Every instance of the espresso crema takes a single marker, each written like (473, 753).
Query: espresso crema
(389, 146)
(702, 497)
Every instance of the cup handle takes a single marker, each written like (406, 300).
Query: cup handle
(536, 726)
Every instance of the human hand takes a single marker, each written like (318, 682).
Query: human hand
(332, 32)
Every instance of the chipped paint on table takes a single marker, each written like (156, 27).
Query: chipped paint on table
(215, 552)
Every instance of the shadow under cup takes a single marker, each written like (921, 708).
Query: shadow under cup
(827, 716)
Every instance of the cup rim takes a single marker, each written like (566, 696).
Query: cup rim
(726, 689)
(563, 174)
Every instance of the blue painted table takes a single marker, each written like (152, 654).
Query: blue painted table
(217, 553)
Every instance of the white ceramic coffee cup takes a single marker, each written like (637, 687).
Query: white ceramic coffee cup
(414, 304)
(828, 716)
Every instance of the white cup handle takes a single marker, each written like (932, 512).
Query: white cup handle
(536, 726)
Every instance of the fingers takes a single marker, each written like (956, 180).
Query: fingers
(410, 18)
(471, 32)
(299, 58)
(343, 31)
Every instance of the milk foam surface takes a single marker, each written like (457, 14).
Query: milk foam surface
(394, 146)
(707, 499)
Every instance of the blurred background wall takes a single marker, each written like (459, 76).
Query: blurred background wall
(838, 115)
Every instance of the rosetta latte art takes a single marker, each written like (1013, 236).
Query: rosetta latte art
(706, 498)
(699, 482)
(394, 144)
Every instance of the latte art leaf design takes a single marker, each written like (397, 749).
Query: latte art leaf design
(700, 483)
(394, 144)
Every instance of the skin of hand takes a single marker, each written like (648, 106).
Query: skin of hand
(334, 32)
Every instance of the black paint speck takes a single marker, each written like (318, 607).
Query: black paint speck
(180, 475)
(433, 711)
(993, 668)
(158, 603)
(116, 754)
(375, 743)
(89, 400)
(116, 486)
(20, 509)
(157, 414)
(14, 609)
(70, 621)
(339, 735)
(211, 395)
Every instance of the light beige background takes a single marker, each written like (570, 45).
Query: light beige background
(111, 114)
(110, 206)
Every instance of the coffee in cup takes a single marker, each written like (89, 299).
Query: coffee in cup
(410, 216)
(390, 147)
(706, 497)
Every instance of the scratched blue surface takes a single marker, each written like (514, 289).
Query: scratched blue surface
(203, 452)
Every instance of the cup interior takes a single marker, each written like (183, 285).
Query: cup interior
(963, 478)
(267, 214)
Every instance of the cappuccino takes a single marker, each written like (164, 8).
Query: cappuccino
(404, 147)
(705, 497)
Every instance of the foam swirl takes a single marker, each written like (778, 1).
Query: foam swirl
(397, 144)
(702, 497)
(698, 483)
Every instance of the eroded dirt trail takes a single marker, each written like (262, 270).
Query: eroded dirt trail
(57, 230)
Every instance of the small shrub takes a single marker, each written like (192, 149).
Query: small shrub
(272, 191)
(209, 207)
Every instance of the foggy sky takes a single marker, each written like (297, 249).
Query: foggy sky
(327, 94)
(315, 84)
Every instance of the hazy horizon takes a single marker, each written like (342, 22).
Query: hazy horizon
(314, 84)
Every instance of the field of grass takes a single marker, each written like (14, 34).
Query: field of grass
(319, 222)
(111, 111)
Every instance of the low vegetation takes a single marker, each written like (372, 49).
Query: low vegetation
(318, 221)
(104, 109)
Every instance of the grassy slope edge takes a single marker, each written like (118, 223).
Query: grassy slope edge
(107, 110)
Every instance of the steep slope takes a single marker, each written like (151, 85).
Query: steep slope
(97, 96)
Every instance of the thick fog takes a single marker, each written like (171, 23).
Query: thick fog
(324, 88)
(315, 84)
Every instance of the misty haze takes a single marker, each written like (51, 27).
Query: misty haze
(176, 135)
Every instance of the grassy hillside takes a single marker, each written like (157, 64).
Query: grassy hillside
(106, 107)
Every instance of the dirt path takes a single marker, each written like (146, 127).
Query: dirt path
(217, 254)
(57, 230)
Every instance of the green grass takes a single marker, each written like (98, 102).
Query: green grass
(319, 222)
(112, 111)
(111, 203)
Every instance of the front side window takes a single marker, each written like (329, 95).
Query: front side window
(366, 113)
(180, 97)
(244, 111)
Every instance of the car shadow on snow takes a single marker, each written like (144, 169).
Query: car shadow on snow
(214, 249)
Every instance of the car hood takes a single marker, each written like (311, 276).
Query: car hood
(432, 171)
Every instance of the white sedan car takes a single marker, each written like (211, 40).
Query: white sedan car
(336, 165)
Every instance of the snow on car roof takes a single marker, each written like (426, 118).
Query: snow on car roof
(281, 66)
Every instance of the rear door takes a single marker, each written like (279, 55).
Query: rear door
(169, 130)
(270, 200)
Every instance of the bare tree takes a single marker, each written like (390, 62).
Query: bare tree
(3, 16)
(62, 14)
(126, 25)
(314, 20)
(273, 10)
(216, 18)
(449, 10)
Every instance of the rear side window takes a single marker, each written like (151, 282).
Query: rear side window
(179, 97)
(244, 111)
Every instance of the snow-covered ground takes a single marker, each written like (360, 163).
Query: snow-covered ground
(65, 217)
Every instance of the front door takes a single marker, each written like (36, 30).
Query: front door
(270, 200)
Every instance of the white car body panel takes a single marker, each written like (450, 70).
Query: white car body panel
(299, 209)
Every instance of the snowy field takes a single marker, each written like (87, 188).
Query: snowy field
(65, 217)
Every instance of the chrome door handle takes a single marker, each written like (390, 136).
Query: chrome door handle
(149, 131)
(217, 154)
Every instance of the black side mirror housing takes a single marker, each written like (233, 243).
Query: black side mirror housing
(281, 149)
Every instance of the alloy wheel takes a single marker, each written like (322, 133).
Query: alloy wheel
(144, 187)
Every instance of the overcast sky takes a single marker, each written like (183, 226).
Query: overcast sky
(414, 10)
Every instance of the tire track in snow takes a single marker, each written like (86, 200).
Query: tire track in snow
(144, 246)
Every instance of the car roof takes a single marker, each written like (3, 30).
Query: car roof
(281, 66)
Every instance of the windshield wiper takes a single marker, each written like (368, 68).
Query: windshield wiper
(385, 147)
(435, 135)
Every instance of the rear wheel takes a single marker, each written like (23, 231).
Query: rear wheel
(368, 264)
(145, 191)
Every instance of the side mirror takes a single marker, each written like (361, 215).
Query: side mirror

_Required work_
Copy the listing above line for line, with no changes.

_Answer to the exercise_
Every instance of the espresso crema takes a single marker, each written like (473, 753).
Query: espresso crema
(389, 146)
(702, 497)
Every instance of the cup handle takes a single marker, each written like (406, 300).
Query: cup handle
(536, 726)
Every instance of the human hand takes a single marker, each written like (318, 682).
Query: human hand
(332, 32)
Every instance of the chipped paint on table takes a single marker, each written like (156, 27).
Query: chipped paint on table
(215, 552)
Every instance of the shadow under cup takes a single marker, each written like (921, 708).
Query: shadow under cup
(827, 716)
Every instance of the cup rim takes a single marker, each written like (566, 696).
Query: cup rim
(726, 689)
(563, 174)
Every instance of the blue painted table takes a single marker, each written like (152, 654).
Query: blue painted table
(217, 553)
Every instance of the white ceramic coffee cup takes a single marker, each written like (637, 687).
Query: white ceramic coffee cup
(414, 304)
(828, 716)
Every instance of the white cup handle takes a single marker, each written like (932, 512).
Query: white cup handle
(536, 726)
Every instance of the fingers takes a single marker, each written like (956, 180).
Query: fingers
(410, 18)
(471, 32)
(299, 58)
(343, 31)
Every instance of the milk foam surface takes a single marker, each written like (457, 14).
Query: milk foam surface
(394, 146)
(707, 499)
Every instance of the blurred background wall takes a single marker, each written like (459, 76).
Query: blurred background wall
(838, 115)
Every instance of the rosetta latte art takes a single marker, each written like (1013, 236).
Query: rosetta latte art
(706, 498)
(699, 482)
(394, 144)
Every instance of the latte art leaf design takes a single marker, each written like (397, 749).
Query: latte art leaf design
(700, 483)
(394, 144)
Every instance of the skin of hand takes a single marker, each written like (648, 106).
Query: skin of hand
(334, 32)
Every instance of the black paint speck takes a single marker, each written like (318, 607).
Query: black paint speck
(180, 475)
(433, 711)
(993, 668)
(158, 603)
(116, 754)
(375, 743)
(89, 400)
(116, 486)
(20, 509)
(157, 414)
(14, 609)
(70, 621)
(339, 735)
(211, 395)
Every instance of the light beige background takes a single marker, each written like (570, 45).
Query: light beige background
(111, 114)
(110, 206)
Every instance of the coffee in cup takes a single marker, each written like (89, 299).
Query: coffee in cup
(410, 216)
(390, 147)
(706, 497)
Every instance of the scratched blue surface takes a single marker, each written like (514, 289).
Query: scratched blue surface
(203, 452)
Every instance of the cup interior takes a single marker, each written like (183, 285).
Query: cup interior
(963, 478)
(267, 214)
Every instance of the cappuccino takes a single marker, each written like (164, 8).
Query: cappuccino
(404, 147)
(705, 497)
Every instance of the foam swirl takes a single marker, each written like (778, 1).
Query: foam swirl
(397, 144)
(702, 497)
(698, 483)
Every instance of the eroded dirt trail takes a single marker, each written like (262, 270).
Query: eroded dirt trail
(57, 230)
Every instance of the small shrub takes a single marker, each written like (192, 149).
Query: small shrub
(272, 191)
(209, 207)
Every instance of the foggy sky takes a single marker, each written like (297, 249).
Query: foggy sky
(327, 94)
(315, 84)
Every instance of the hazy horizon takes a single marker, each written like (342, 22).
Query: hazy horizon
(314, 84)
Every instance of the field of grass takes a single marker, each written like (14, 34).
Query: field of grass
(319, 222)
(111, 111)
Every instance of the low vegetation takes a single marker, each written like (372, 49).
Query: low vegetation
(318, 221)
(104, 109)
Every instance of the grassy slope edge takes a single marker, each written like (118, 223).
Query: grassy slope edge
(107, 110)
Every instance of the steep slope takes a single marker, each written like (151, 85).
Query: steep slope
(97, 96)
Every instance of the thick fog takes a single marker, each written like (171, 23).
Query: thick fog
(324, 88)
(315, 84)
Every instance of the misty haze takes a single marker, each written like (51, 27).
Query: misty haze
(176, 135)
Every instance of the grassy hillside takes a single marker, each written like (157, 64).
Query: grassy hillside
(106, 107)
Every instance of the dirt path takes a single marker, each written like (146, 127).
Query: dirt path
(217, 254)
(57, 230)
Every instance of the green grass takes a single marker, each written like (98, 102).
Query: green grass
(319, 222)
(112, 111)
(111, 203)
Every instance of the front side window takes a single marker, each written like (329, 95).
Query: front side window
(366, 113)
(180, 97)
(244, 111)
Every instance of the car shadow on snow takes a single marker, each written like (144, 169).
Query: car shadow on snow
(214, 249)
Every instance of the car hood takes a single marker, each written like (311, 276).
Query: car hood
(432, 171)
Every instance of the white sedan car takes a single marker, each written like (211, 40).
Query: white sedan car
(336, 165)
Every instance of the snow on car roof takes a single marker, each written like (426, 118).
Query: snow on car roof
(281, 66)
Every instance of the rear door takes a single marker, each written like (279, 55).
Query: rear door
(169, 130)
(270, 200)
Every instance of the bare tree takes a single marker, each written like (390, 62).
Query: bare tree
(3, 16)
(62, 14)
(126, 25)
(314, 20)
(273, 10)
(216, 18)
(449, 10)
Every instance of the rear side window takes a single marker, each written like (151, 282).
Query: rear side window
(179, 97)
(244, 111)
Every instance of the snow-covered ground takes a single marker, each written like (360, 163).
Query: snow-covered ground
(65, 217)
Every instance of the front door takes a single marker, each written like (36, 30).
Query: front door
(270, 200)
Every instance of the white car body panel takes a single marker, each written like (450, 70).
Query: white car body panel
(299, 209)
Every instance of the snowy field takes a single marker, each written like (87, 188).
Query: snowy field
(65, 217)
Every instance of the chrome door handle takes a single marker, each written like (390, 136).
Query: chrome door handle
(149, 131)
(217, 154)
Every instance of the black side mirror housing takes a single marker, each written like (233, 243).
Query: black side mirror housing
(281, 149)
Every instance of the alloy wheel takes a single marker, each written like (322, 133).
Query: alloy wheel
(144, 187)
Every instance of the overcast sky takes a single marker, each written like (183, 226).
Query: overcast sky
(414, 10)
Every instance of the tire track in snow takes a single marker, each written like (86, 200).
Query: tire track in snow
(144, 246)
Every instance of the car roof takes a single marker, each written like (3, 30).
Query: car roof
(281, 66)
Every instance of the windshield wiper takes a single marker, each written like (368, 68).
Query: windshield wiper
(385, 147)
(435, 135)
Every instance of the rear wheel takes a single marker, each written like (23, 231).
Query: rear wheel
(368, 264)
(145, 191)
Every instance of the side mirror takes a single marker, each written like (361, 215).
Query: side mirror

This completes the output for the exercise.